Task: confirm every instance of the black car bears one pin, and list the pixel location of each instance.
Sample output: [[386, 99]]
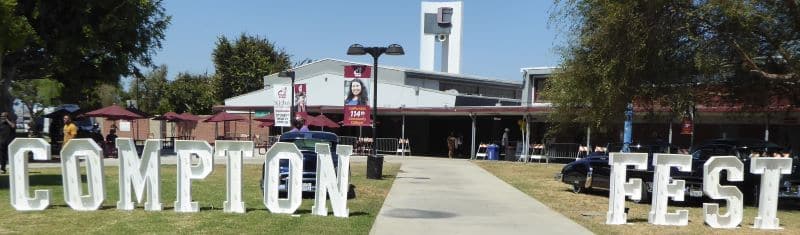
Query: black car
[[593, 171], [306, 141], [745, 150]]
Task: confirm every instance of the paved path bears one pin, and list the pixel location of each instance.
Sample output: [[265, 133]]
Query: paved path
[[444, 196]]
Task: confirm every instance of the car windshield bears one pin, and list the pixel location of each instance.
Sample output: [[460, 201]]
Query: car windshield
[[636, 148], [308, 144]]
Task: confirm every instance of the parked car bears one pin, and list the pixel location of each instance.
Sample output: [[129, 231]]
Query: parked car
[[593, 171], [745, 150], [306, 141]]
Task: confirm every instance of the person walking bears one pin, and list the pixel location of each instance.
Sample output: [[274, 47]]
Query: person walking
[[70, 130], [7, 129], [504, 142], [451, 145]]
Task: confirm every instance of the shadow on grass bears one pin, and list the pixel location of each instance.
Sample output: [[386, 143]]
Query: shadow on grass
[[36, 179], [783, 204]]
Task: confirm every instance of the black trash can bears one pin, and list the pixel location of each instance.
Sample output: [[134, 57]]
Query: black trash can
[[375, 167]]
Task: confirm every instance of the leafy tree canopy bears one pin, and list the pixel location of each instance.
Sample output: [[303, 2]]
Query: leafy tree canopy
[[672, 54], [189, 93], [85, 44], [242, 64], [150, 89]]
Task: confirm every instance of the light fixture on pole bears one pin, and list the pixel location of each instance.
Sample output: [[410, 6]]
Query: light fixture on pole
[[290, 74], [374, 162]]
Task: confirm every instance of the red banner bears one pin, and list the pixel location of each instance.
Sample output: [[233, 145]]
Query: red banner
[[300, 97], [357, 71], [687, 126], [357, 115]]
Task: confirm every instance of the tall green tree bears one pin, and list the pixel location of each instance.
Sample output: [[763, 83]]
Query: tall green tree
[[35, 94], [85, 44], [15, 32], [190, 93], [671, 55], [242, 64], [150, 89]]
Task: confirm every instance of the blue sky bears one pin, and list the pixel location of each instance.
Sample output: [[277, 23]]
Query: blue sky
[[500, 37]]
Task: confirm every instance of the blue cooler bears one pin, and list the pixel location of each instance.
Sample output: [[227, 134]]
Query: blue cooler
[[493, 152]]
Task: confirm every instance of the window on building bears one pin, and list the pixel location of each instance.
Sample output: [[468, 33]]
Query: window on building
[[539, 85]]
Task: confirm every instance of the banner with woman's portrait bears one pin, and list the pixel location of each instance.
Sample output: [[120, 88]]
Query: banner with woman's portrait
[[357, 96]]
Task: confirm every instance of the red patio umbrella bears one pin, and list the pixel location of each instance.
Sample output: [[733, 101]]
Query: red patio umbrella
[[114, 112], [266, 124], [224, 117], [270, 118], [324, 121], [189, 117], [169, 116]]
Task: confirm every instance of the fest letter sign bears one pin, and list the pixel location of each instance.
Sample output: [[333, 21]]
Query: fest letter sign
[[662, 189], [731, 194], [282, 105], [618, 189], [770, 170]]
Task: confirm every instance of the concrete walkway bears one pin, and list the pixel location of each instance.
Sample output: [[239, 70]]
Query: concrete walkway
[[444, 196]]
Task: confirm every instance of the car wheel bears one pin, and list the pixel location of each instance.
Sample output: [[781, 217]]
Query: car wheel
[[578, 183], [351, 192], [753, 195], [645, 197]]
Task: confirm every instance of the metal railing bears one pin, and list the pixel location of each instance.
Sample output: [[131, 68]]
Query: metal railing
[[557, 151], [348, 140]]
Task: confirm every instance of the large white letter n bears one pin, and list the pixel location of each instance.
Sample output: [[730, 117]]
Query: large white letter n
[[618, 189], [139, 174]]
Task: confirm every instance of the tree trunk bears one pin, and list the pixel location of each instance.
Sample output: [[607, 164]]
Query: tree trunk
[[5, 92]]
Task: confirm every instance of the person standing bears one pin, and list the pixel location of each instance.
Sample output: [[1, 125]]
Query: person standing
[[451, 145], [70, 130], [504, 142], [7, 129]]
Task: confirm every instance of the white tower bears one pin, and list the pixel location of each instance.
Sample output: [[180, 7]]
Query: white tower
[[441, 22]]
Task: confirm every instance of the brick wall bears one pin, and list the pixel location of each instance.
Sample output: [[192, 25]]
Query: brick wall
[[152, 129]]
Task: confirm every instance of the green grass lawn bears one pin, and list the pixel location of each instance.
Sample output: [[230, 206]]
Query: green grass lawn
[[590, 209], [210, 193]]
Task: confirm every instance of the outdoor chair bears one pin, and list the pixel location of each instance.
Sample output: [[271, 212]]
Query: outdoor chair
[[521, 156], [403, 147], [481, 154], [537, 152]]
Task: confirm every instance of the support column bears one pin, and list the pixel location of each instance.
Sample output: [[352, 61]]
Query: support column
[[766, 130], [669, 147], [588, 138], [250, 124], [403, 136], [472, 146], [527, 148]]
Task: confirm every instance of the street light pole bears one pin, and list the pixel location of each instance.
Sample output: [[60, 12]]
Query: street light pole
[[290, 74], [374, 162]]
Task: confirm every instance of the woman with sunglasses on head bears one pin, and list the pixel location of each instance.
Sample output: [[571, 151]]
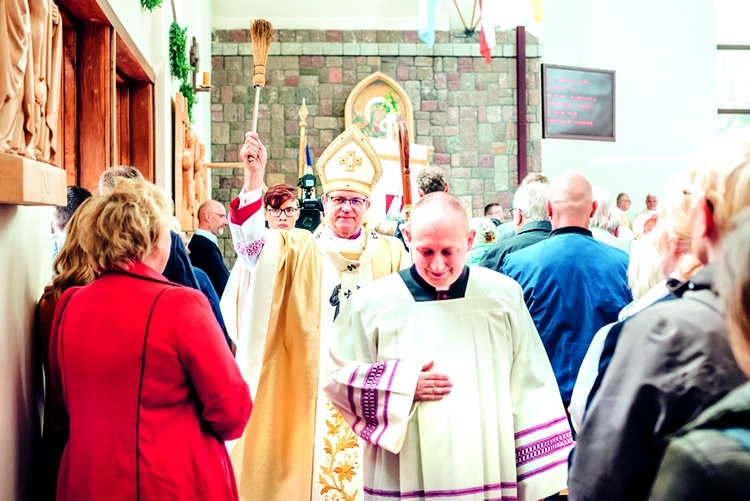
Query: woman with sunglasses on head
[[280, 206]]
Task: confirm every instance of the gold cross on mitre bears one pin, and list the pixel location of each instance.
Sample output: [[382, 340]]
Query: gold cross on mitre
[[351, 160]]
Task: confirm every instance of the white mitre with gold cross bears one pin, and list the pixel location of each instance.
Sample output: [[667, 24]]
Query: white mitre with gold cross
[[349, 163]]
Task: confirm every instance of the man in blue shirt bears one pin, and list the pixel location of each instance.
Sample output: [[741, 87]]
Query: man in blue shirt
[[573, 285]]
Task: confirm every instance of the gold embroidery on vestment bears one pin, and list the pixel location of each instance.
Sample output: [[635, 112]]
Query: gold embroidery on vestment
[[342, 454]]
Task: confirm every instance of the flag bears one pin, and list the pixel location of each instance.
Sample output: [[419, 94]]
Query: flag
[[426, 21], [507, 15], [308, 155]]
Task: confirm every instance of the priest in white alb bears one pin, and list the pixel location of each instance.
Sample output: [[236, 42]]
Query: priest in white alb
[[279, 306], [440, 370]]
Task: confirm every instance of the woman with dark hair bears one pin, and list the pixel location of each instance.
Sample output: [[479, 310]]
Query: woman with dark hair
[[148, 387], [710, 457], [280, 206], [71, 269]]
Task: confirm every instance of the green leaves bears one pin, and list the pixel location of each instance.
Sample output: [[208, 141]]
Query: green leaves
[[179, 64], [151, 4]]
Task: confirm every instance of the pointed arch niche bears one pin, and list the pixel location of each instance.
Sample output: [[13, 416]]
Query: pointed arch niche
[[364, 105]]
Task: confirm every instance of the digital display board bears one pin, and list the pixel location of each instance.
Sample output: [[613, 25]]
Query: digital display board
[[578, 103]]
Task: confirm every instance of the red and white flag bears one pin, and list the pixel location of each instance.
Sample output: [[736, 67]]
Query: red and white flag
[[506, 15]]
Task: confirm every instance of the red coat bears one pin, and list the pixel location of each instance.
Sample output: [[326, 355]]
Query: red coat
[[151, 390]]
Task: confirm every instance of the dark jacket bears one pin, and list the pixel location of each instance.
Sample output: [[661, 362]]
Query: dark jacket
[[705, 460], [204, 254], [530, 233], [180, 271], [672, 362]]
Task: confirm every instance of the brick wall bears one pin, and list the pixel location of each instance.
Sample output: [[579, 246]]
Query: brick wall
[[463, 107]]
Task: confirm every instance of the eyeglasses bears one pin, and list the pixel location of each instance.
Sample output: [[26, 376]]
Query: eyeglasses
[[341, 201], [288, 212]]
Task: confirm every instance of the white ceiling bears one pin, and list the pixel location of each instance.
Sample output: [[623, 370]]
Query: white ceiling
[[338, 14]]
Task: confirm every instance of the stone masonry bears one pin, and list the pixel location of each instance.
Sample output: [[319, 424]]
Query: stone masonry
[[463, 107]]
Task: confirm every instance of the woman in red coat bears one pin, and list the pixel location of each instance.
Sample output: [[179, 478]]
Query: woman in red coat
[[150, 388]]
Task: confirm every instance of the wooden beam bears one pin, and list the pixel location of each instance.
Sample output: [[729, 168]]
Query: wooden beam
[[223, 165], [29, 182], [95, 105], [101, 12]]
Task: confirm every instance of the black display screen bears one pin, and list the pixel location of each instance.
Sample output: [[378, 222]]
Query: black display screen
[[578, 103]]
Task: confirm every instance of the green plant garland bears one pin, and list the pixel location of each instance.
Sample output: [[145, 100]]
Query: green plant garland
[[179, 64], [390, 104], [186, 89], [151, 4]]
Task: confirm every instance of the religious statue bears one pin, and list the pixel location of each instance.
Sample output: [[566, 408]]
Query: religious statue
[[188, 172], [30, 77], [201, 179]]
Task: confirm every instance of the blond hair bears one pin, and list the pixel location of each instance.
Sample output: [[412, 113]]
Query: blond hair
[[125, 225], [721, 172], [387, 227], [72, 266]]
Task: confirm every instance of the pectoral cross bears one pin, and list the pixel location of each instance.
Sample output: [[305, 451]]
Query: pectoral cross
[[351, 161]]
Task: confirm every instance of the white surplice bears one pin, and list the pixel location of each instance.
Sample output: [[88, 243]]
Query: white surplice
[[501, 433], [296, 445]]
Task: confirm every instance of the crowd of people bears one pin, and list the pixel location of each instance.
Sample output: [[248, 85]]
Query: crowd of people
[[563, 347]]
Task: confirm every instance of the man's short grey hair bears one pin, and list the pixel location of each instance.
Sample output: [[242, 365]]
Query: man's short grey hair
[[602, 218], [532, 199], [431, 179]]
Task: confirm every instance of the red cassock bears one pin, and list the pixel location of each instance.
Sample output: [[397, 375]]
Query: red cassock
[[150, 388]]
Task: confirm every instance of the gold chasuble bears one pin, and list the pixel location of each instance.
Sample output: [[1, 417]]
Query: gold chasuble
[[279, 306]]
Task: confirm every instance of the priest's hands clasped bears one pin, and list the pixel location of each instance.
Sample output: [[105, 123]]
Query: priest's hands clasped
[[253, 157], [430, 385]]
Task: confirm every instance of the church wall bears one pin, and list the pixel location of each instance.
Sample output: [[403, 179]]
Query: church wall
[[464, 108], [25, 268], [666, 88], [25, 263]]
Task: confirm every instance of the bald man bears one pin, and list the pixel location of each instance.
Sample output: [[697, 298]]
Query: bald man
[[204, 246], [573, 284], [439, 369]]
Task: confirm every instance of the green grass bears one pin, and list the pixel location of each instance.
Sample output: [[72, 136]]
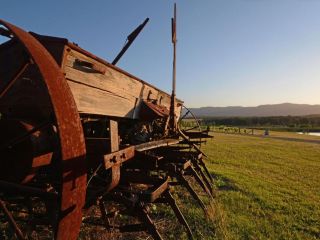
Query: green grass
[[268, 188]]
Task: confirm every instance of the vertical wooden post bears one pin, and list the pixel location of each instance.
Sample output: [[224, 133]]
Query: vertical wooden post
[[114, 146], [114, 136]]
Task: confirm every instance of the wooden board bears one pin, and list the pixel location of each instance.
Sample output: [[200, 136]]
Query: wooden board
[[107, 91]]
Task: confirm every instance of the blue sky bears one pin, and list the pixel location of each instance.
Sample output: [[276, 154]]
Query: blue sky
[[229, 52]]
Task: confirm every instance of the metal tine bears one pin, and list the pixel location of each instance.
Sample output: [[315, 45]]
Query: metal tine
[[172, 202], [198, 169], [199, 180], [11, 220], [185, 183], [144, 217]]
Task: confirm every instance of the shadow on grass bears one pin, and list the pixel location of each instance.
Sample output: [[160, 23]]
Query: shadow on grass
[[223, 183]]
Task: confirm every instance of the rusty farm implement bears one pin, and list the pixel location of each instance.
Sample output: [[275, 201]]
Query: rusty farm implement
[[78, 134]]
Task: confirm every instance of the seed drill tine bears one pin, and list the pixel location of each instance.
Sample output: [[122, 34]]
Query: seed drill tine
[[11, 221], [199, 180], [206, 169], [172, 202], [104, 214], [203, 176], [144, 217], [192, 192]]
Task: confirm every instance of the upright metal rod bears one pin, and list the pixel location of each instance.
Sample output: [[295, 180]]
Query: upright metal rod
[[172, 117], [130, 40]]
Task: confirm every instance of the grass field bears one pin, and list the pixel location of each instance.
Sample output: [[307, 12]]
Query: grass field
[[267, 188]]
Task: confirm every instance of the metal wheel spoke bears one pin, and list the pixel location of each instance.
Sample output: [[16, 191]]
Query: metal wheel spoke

____

=== Aim ===
Reproduce the stretch of rows from the line containing "Task: confirm every instance of the street" through the line containing "[[349, 163]]", both lines included, word for word. Leave any pictures out of your copy.

=== The answer ===
Task: confirm every instance of the street light pole bears one pin, and list the pixel location of each instance.
Sample output: [[60, 12]]
Query: street light pole
[[290, 74], [374, 162]]
Task: confirm every instance of the woman with sunglasses on head bears one pin, and list the pixel location of each instance.
Sample output: [[571, 151]]
Query: woman with sunglasses on head
[[280, 206]]
Task: confirm every instance of the gold cross on mitre bears one pin, and list the pixel location of each instance.
Sample output: [[382, 340]]
Query: gold cross on mitre
[[351, 160]]
Task: confirm every instance of the white mitre with gold cross bears one pin, and list the pixel location of each instance.
Sample output: [[667, 24]]
Query: white mitre with gold cross
[[349, 163]]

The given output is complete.